§ Task set
[1] Say whether each statement below agrees with the film score review, answering yes or no and quoting the words of the review that decide it: (a) The film is set in southern Canada. (b) The album's tracks carry descriptive titles. (c) The album holds two dozen sketches.
[2] Repeat the film score review word for word from "As I understand" up to and including "wild frontier environment.".

§ Document passage
As I understand it, the movie is set in northwestern Canada at the turn of the twentieth century, following the hardships of a family of German immigrants who have come to join the Klondike gold rush, as they struggle to adjust to the harsh climate and wild frontier environment.
Now, all of the dialogue in this movie is in German with English subtitles, so naturally you wouldn’t want a musical accompaniment that would be too complex or distracting to the audience, who would already be balancing focusing on the visuals as well as reading the translations while simultaneously following the storyline. To this end, the content of this album is almost exclusively simple guitar themes — there may be a few occasional shakes of a tambourine or a smattering of cymbals or chimes showing up here and there, but the vast majority of these untitled (except for designating each with a roman numeral) tracks are uncluttered by anything but guitar sounds.
Given the traditional western theme of the film, the Earth guitarist seems like an ideal fit to contribute to its score: over the past decade or so he’s been imbuing his understated playing style with a markedly country/folk influence anyway. This new album seems like a natural extension of that; scattered among these two dozen sketches, we find plenty of experimentation in slides and bends (especially in “I” and “VII”). The overall tone here has a very old-school vibe, like what one would expect from one of Morricone‘s spaghetti western scores. With a variety of classic guitars played through old tube amps drenched in reverb, plus the occasional tape saturation or crackling noise, this recording definitely has an authentically vintage feel to it.

§ Given data
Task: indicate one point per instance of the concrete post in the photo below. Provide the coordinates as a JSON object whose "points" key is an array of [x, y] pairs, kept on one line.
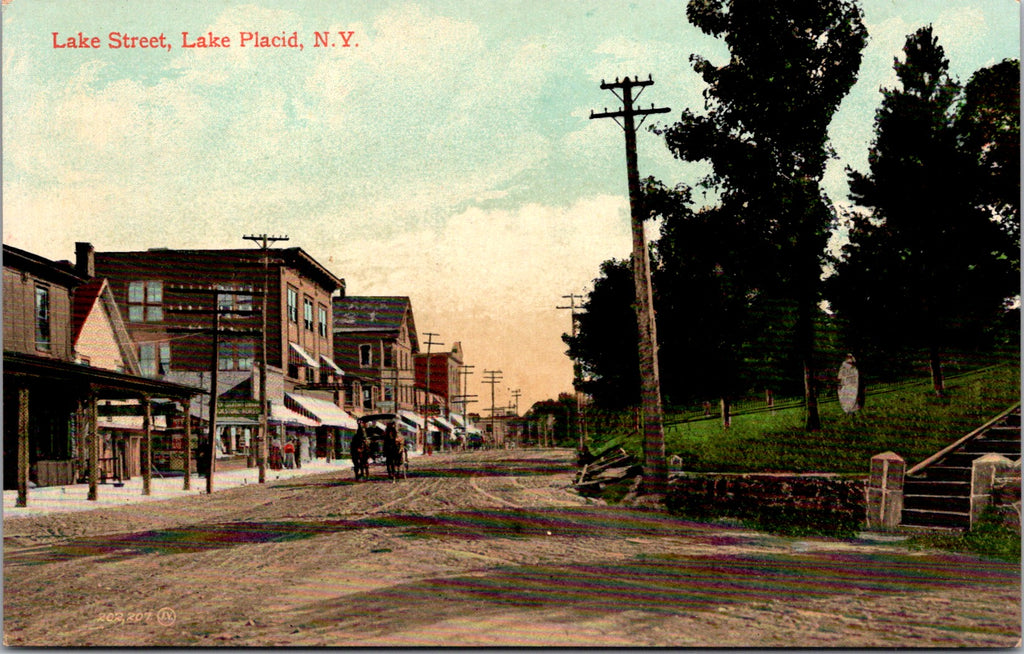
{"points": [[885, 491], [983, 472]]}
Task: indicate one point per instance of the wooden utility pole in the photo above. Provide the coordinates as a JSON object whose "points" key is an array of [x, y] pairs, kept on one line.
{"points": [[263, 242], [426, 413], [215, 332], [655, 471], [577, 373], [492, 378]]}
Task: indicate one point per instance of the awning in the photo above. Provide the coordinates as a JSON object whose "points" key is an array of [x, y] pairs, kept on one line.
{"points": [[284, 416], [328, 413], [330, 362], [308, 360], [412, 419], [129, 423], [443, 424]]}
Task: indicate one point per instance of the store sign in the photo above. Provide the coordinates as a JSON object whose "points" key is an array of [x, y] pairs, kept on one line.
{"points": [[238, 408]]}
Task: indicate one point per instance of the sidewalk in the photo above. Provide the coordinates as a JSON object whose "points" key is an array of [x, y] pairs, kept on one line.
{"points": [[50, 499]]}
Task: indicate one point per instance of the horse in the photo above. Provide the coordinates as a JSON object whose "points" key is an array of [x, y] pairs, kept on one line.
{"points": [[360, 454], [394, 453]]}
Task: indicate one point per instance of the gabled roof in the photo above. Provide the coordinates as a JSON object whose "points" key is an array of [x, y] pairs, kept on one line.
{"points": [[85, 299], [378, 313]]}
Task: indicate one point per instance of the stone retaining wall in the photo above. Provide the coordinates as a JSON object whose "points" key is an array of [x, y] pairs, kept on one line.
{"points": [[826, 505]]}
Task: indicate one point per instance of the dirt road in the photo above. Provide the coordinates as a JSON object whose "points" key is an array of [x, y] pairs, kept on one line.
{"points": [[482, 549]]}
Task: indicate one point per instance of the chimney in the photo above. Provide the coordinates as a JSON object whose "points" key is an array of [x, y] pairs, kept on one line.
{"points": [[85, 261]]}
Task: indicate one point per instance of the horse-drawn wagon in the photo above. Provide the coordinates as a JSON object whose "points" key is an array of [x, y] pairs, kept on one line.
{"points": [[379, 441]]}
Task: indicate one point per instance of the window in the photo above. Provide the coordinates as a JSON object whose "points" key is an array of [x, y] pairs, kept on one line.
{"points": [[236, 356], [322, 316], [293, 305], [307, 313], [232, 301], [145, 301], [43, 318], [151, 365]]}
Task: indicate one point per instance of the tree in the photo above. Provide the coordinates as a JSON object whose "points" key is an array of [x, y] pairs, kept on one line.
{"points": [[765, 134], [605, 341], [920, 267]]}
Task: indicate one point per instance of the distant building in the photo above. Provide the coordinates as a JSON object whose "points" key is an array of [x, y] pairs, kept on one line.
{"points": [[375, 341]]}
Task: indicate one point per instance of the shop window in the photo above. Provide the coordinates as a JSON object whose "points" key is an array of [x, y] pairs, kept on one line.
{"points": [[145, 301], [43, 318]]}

§ Full solutions
[1]
(a) No: "the movie is set in northwestern Canada"
(b) No: "untitled (except for designating each with a roman numeral)"
(c) Yes: "scattered among these two dozen sketches"

[2]
As I understand it, the movie is set in northwestern Canada at the turn of the twentieth century, following the hardships of a family of German immigrants who have come to join the Klondike gold rush, as they struggle to adjust to the harsh climate and wild frontier environment.